* _Gestellte Aufgabe_:
Gib aus dem Lesetext über den Anfang eines Buches den Abschnitt wortgetreu aus, beginnend bei „Deshalb hat, glaube“ und endend bei „den Prota empfindet.“.

* _Lesetext_:
*****
Deshalb hat, glaube ich, ein Anfang in einem Buch immer einen anderen Anspruch als das, was dann kommt. Je schneller du deinen Lesern die Hauptfigur grob umreißt, je schneller sie ein Gefühl für den Prota bekommen (und dadurch mit ihm mitfühlen), desto besser. Ob das nun klein- oder großformatig geschieht, das hängt eher von Dingen wie Stil oder Genre und natürlich vom speziellen Buch ab. Und vom Können des Autors. Denn auch die absolut und total grausame Actionszene wirkt als Anfangsszene gar nicht, wenn der Leser dabei einfach nichts für den Prota empfindet.
Ein Anfang kann, glaube ich, auf ein ziemlich simples Prinzip reduziert werden: "Beweg mich. Lass mich mitfühlen." Und das geht auf viele Arten, aber es ist unabdingbar.
*****
* _Gesammelte Daten_:
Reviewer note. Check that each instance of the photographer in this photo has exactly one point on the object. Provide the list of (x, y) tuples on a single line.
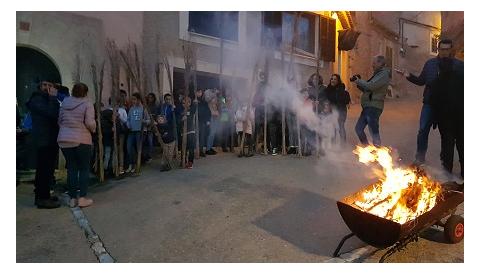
*****
* _Aufgabenausgabe_:
Deshalb hat, glaube ich, ein Anfang in einem Buch immer einen anderen Anspruch als das, was dann kommt. Je schneller du deinen Lesern die Hauptfigur grob umreißt, je schneller sie ein Gefühl für den Prota bekommen (und dadurch mit ihm mitfühlen), desto besser. Ob das nun klein- oder großformatig geschieht, das hängt eher von Dingen wie Stil oder Genre und natürlich vom speziellen Buch ab. Und vom Können des Autors. Denn auch die absolut und total grausame Actionszene wirkt als Anfangsszene gar nicht, wenn der Leser dabei einfach nichts für den Prota empfindet.